***** Exercise input

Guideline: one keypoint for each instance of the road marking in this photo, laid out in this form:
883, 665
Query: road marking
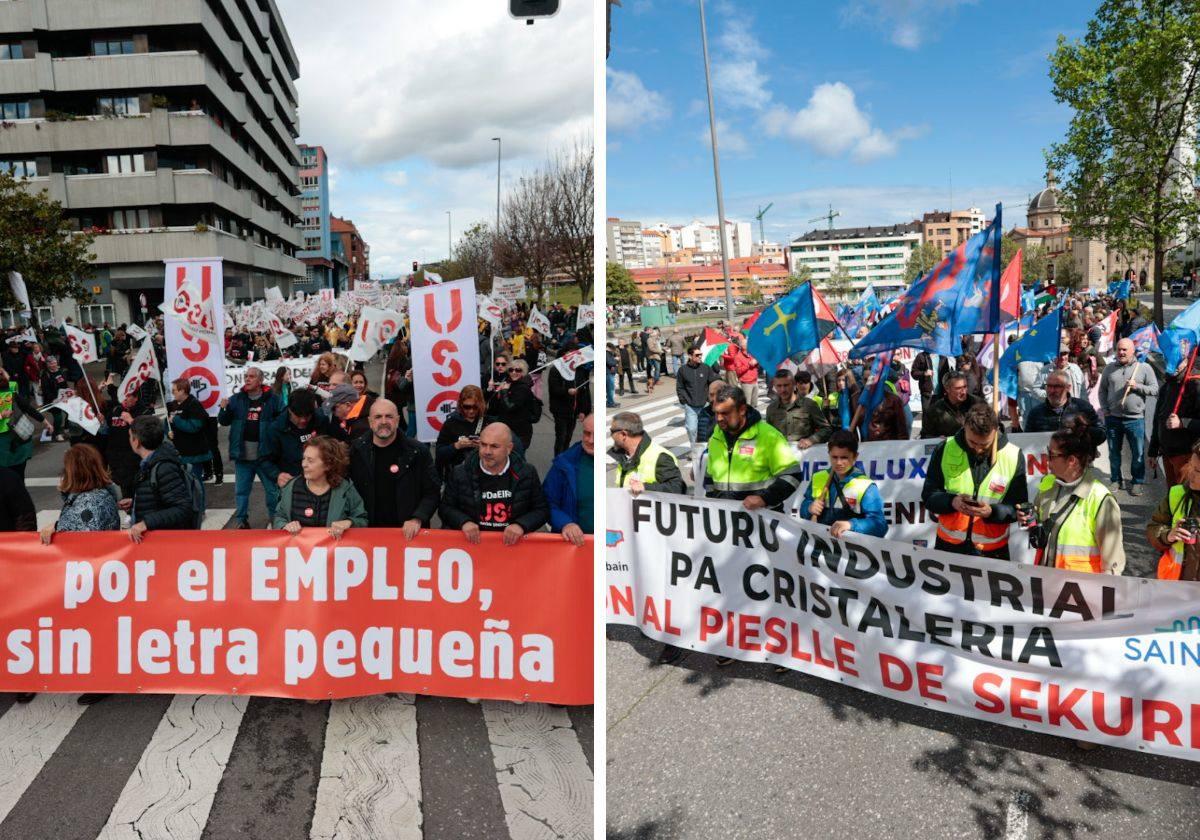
544, 777
29, 736
370, 774
1017, 820
171, 792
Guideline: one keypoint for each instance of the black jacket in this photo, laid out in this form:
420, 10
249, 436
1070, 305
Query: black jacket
171, 509
456, 426
462, 499
691, 384
417, 480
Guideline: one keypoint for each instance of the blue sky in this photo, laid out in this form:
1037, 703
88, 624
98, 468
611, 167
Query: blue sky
877, 107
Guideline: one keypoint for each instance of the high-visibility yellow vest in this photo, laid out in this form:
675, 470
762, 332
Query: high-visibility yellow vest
646, 467
853, 490
1075, 545
759, 455
957, 474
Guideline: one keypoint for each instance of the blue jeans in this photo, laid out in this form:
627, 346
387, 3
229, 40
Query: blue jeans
244, 483
1134, 431
198, 472
691, 423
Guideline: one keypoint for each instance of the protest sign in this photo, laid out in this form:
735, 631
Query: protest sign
83, 345
510, 289
300, 370
443, 333
195, 355
1096, 658
270, 615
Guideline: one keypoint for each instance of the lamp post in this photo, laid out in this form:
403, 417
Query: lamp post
499, 145
717, 169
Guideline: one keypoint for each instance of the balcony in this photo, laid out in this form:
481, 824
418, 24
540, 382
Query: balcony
161, 244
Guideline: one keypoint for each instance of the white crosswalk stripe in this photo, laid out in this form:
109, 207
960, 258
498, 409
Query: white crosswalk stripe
370, 767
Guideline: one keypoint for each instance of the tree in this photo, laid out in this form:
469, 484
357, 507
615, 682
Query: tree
571, 213
1133, 85
527, 245
36, 240
839, 282
922, 259
797, 279
619, 286
474, 256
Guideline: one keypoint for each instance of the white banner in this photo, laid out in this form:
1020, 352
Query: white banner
143, 369
510, 289
1096, 658
539, 322
443, 333
300, 369
191, 355
490, 311
83, 345
571, 361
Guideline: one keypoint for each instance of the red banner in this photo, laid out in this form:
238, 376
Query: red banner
306, 617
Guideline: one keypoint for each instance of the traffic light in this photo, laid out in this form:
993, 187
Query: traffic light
528, 10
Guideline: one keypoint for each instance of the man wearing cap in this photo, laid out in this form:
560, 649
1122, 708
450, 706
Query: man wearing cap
250, 414
394, 474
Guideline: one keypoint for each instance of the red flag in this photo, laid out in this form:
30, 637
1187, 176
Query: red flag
1011, 291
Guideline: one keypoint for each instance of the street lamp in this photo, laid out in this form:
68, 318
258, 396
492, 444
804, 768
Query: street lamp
498, 147
717, 169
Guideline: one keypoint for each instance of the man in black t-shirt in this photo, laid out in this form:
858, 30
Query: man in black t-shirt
493, 490
394, 474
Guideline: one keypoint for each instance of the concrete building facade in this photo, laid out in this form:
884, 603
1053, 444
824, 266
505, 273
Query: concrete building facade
874, 256
168, 129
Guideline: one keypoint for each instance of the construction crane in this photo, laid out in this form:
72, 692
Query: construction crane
833, 214
762, 211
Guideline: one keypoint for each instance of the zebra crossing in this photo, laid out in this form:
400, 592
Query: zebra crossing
185, 767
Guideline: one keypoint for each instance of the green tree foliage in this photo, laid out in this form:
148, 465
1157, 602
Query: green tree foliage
621, 289
36, 240
1133, 84
921, 261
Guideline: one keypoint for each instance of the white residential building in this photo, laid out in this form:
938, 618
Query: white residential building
873, 256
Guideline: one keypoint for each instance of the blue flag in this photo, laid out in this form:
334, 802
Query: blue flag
791, 328
959, 297
1176, 346
1145, 341
1041, 343
876, 389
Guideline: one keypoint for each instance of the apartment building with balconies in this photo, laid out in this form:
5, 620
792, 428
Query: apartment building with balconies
168, 129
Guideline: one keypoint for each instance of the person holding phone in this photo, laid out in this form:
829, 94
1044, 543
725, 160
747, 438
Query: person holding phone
973, 484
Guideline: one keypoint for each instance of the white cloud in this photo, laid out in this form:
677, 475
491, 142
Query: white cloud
406, 95
630, 105
729, 141
833, 124
736, 75
909, 24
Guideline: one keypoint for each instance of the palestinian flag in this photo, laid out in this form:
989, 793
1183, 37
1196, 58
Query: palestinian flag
713, 346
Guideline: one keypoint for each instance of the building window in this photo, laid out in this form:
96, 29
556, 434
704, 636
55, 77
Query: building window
15, 111
118, 106
125, 220
125, 165
19, 168
112, 47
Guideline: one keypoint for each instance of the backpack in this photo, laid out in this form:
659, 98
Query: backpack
195, 492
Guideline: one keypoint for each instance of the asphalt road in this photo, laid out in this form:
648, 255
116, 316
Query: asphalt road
700, 751
185, 768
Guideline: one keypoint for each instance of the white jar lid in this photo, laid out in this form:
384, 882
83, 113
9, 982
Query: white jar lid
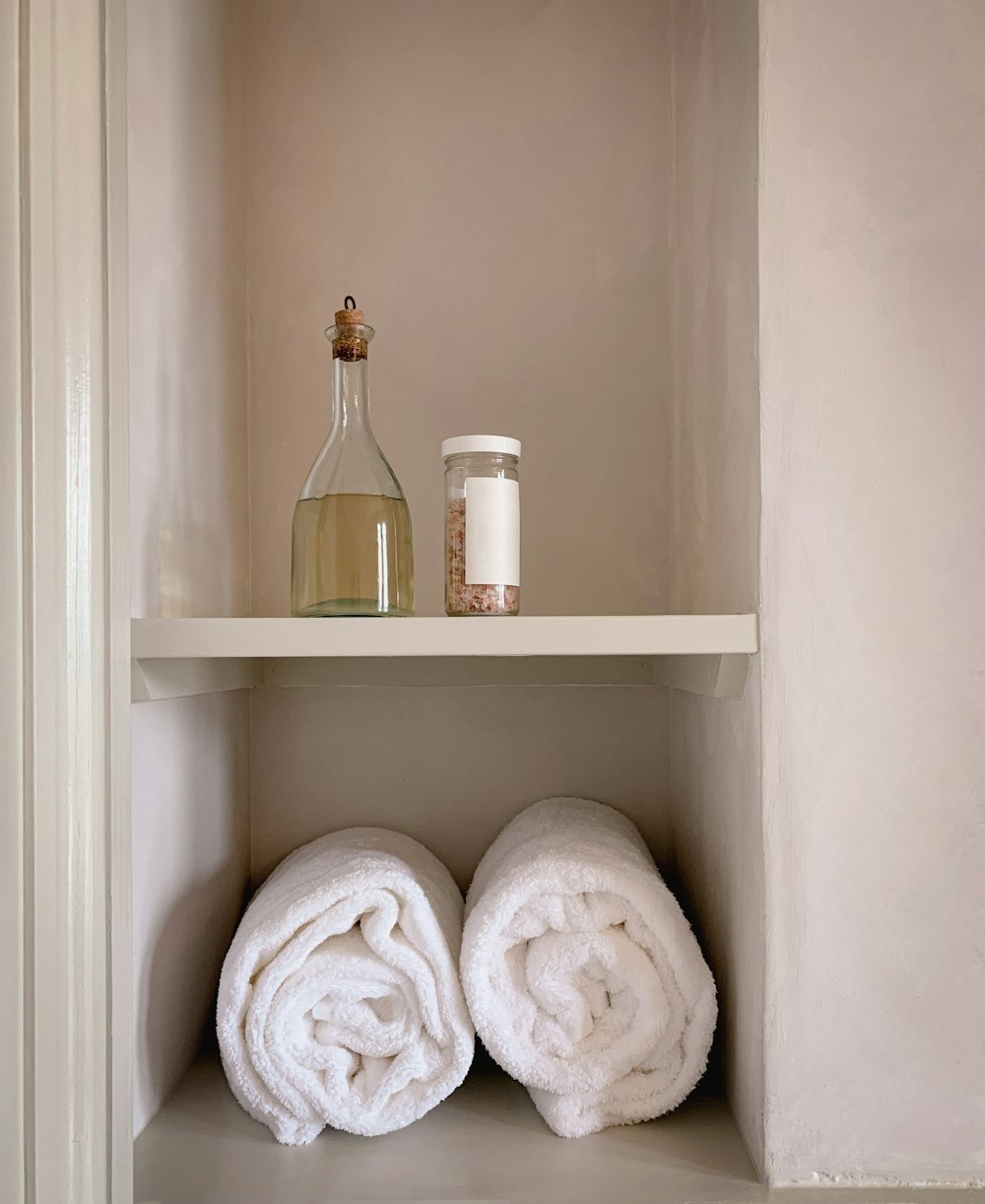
495, 444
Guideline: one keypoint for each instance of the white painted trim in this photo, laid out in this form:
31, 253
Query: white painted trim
11, 625
120, 1024
74, 637
656, 635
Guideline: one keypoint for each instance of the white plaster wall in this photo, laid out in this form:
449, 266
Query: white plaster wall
872, 239
714, 744
450, 766
190, 868
492, 182
189, 524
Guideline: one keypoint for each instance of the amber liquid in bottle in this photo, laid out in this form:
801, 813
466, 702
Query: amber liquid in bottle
352, 552
352, 555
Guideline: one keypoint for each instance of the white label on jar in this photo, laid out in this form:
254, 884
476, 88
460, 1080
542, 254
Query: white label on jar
492, 531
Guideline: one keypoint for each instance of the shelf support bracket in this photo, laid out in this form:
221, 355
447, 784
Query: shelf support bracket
720, 676
152, 679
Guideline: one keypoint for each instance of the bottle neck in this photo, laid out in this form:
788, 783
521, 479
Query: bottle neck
351, 399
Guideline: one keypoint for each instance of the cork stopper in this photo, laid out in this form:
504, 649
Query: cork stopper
350, 335
350, 315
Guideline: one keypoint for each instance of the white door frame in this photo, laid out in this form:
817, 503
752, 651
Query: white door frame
64, 633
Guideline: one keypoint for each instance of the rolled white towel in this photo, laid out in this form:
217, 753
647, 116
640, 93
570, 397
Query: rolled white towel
340, 999
583, 976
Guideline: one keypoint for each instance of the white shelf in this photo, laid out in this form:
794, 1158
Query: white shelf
485, 1143
707, 654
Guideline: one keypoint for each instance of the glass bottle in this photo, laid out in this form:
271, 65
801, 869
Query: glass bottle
352, 552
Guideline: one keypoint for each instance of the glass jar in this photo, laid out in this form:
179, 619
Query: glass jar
482, 525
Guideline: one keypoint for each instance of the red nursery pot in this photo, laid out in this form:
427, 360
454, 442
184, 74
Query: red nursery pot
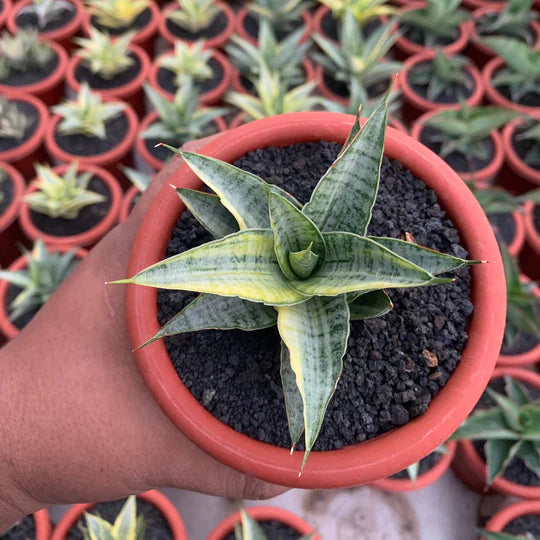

**********

* [What you need to do] Gather every line of the data above that contains the word "stopper", copying each one unchanged.

* [The answer]
Guideline: one keypoint for each instance of the cork stopper in this photo, laid out in this form:
Query: cork stopper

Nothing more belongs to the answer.